→ Document extract
▼▼▼
The Committee will produce an interim report to provide advice to NSF OCE on the resources and infrastructure available to address high priority research questions requiring scientific ocean drilling. The interim report will cover the following:
1. Based on previous reports, assess progress on addressing high priority science questions that require scientific ocean drilling and identify new, if any, equally compelling science questions that would also require scientific ocean drilling.
2. Of the unanswered scientific questions, which could be addressed using existing scientific drilling assets including sediment or rock core archives and existing platforms, and which questions would require new infrastructure or sampling investments?
Since the scientific ocean drilling program commenced in 1968, scientific ocean drilling expeditions and research have fundamentally transformed the understanding of the planet by revealing the critical features of Earth’s dynamic history, processes, and structure, including the solid Earth (i.e., upper mantle/crust), ocean, atmosphere, and ecosystems. The list of scientific ocean drilling–related achievements is extensive, represented in large part by the number of publications and, until recently, by the sustained support for drilling by the international Earth sciences community.
Over roughly the last decade, the scientific ocean drilling program has operated within the funding phase branded as the International Ocean Discovery Program (IODP-2). From 2014 to 2023, IODP-2 completed 57 expeditions: 46 using the JOIDES Resolution, 5 using the Chikyu, and 6 using MSPs. This extensive use of the JOIDES Resolution, compared with the other IODP-2 components, illustrates the value and productivity of the JOIDES Resolution. While research from the current phase of the program is still in progress, the findings from several expeditions have already yielded important scientific insights, as illustrated by the sample accomplishments listed below:
Climate and ocean change: Reading the past, informing the future
Earth connections: Deep processes and their impact on Earth’s surface environment
Biosphere frontiers: Deep life and environmental forcing of evolution
Earth in motion: Processes and hazards on human timescales
It should be noted that the scientific ocean drilling program has not conducted a formal evaluation of the scientific progress made and would benefit from developing and executing such an evaluation to assess progress and communicate the program’s achievements and value.
▲▲▲
→ Collected material
▼▼▼
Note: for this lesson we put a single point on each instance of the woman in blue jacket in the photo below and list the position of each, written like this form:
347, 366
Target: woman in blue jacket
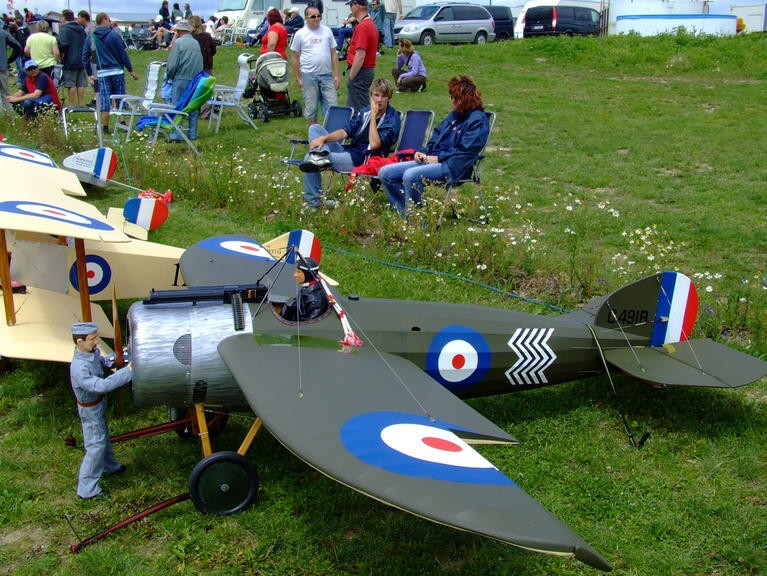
449, 155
▲▲▲
→ Things to do
1. In the ocean drilling excerpt, how many expeditions did IODP-2 complete from 2014 to 2023?
2. List every theme heading under which the ocean drilling excerpt groups its sample accomplishments.
3. Extend the ocean drilling excerpt with a further paragraph that picks up after its final sentence.

→ Task answers
1. 57 expeditions.

2.
Climate and ocean change: Reading the past, informing the future
Earth connections: Deep processes and their impact on Earth's surface environment
Biosphere frontiers: Deep life and environmental forcing of evolution
Earth in motion: Processes and hazards on human timescales

3.
Funding for scientific research is not unlimited; forward-looking prioritization is needed to guide investments in research, infrastructure, and workforce development. Important research that can be advanced only using scientific ocean drilling is identified here in recognition of the serious nature of regional and global change, the risks of geologic hazards, and the research areas of greatest societal impact. With this context, the committee defined two prioritization categories to provide guidance to NSF: vital science and urgent science.
Vital science encompasses compelling, high-priority research that has the potential to transform scientific knowledge of the interconnected Earth system and the critical role of the ocean in that system. Vital scientific research can lead to paradigm shifts in understanding, potentially opening new doors to research and technology innovations that can benefit humanity with direct societal relevance.
Urgent science is vital research that is time sensitive and has immediate societal relevance given the emerging challenges at regional to global scales. Research on urgent science questions needs to be done now to understand changes or new circumstances that can inform predictive models and decision making and may be related to tipping point vulnerabilities. It implies that immediate action is needed and is thus a higher priority than vital science.
The committee identified five high-priority research areas (Figure S.1, described in the text below) that continue to require scientific ocean drilling in order to advance understanding. Each of these high-priority research areas are vital; some are additionally classified as urgent because of their direct societal benefits, such as predicting the collapse of deep-sea currents that regulate global temperatures or predicting future geohazards.
This interim report also identifies first-order infrastructure parameters required to accomplish these vital and urgent ocean drilling science research priorities.
Advancing understanding of climate and ocean change drivers, feedbacks, and past tipping points—coring the past, informing the future.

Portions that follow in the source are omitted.